[EXERCISE DESCRIPTION]:
Reproduce all of the data word for word.

[Location labeling records]:
*****

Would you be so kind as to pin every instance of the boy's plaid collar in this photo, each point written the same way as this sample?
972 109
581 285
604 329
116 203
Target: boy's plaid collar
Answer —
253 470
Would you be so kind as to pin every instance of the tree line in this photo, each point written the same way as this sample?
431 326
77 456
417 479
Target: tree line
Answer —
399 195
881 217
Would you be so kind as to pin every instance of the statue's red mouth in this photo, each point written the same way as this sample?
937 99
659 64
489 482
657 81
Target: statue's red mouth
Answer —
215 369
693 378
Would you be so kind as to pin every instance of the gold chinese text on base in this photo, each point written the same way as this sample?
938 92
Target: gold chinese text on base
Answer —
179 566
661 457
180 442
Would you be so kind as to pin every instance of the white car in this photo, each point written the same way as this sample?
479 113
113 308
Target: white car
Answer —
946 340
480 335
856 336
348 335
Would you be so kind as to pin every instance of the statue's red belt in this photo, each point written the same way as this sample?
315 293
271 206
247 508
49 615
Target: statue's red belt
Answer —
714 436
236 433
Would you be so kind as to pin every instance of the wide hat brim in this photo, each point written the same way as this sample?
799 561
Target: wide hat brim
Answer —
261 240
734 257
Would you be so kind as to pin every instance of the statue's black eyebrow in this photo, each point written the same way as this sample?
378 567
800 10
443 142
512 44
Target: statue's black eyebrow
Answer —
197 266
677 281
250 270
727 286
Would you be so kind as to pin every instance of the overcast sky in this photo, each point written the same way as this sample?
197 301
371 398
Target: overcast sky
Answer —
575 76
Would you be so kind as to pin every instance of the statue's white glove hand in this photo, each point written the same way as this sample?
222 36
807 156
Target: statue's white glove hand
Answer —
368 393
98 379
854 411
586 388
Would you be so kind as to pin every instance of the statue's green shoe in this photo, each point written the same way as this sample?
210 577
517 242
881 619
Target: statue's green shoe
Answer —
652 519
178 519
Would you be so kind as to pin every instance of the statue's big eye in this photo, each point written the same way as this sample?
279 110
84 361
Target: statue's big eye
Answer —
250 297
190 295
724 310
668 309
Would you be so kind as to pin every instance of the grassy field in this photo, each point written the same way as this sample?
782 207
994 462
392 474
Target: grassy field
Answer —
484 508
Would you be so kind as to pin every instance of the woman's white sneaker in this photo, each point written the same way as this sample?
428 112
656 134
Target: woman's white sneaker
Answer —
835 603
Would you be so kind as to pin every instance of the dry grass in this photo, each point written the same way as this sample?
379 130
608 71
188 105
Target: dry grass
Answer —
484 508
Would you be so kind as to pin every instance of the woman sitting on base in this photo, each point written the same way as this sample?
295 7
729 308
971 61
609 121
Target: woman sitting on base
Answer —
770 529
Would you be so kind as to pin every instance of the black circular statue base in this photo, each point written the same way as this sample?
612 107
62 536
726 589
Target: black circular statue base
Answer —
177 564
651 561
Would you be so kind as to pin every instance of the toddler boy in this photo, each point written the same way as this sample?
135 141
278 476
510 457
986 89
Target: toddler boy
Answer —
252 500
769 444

*****

[RESULT FOR THIS EXERCISE]:
Would you be so kind as to pin every instance of the boy's plaid collar in this photo, each point written the same way as this sample?
972 109
581 285
604 329
116 203
Target: boy's plaid collar
Answer —
253 470
Would you be so kind as to pin every instance of the tree line in this photo, each point written the same way as this sample?
431 326
77 456
417 479
Target: tree line
Answer —
399 195
881 217
Would you be so kind as to pin every instance of the statue's red mouth in this photo, each point written the same way as this sample?
937 99
659 64
489 482
657 81
Target: statue's red mouth
Answer —
215 369
693 378
Would you be so kind as to pin every instance of the gold chinese text on base in this photo, each point written the same way as this sample?
938 92
Target: gold chinese text on base
Answer —
179 566
661 457
180 442
Would you be so kind as to pin every instance of the white car in this photo, each point written the same way as this sample?
479 113
113 308
Target: white car
Answer —
946 340
480 335
856 336
348 335
Would you be so kind as to pin every instance of the statue's red belt in this photo, each point written the same way as this sample?
315 293
271 206
247 508
49 615
Target: statue's red belt
Answer —
714 436
236 433
Would you be so kind as to pin every instance of the wide hat brim in this photo, each point written the same way as this sample?
799 561
Target: wide hat brim
Answer —
261 240
734 257
Would you be so kind as to pin every instance of the statue's black eyebrow in this photo, each point written the same way as this sample?
378 567
800 10
443 142
512 44
Target: statue's black eyebrow
Answer —
197 266
677 281
250 270
727 286
Would you be so kind as to pin every instance of the overcast sky in this photo, each point written the same way as this sample?
197 301
371 398
Target: overcast sky
Answer —
575 76
Would you be so kind as to pin every instance of the statue's white glove hand in this photo, each point written the same way as this sample?
222 36
807 156
Target: statue's white glove hand
Answer —
368 393
98 379
854 411
586 388
Would you be so kind as to pin every instance of the statue's green shoe in this photo, each point written the same way as this sample?
210 577
517 242
881 619
Target: statue's green shoe
Answer —
652 519
178 519
Would you be so kind as to pin every instance of the statue's big eye in this photo, each point written the same way as this sample?
279 110
84 361
Target: statue's big eye
Answer —
250 297
190 295
724 310
668 309
Would you be so kind as to pin every instance of the grassy field in this photo, each point written the same way as this sample?
782 207
994 462
392 474
Target: grassy field
Answer —
484 508
Would you be so kind as to pin every instance of the woman's white sneaker in this photo, each point written the same way as this sample?
428 112
656 134
Target: woman's white sneaker
Answer —
835 603
Would you be so kind as to pin every instance of the dry grass in this photo, each point written the same way as this sample?
379 130
608 71
188 105
Target: dry grass
Answer —
484 508
Would you be so kind as to pin every instance of the woman sitting on base in this photo, each point written the same way as this sample?
295 7
729 308
971 61
609 121
Target: woman sitting on base
Answer —
770 529
Would you be so kind as to pin every instance of the black circular statue base in this photo, each point written the same way as this sample?
612 107
62 536
726 589
Target: black circular statue base
Answer —
177 564
651 561
Would you be so kind as to pin every instance of the toddler boy in this photo, each point written the same way as this sample?
135 141
278 476
510 457
986 89
Target: toddler boy
Answer —
252 500
769 444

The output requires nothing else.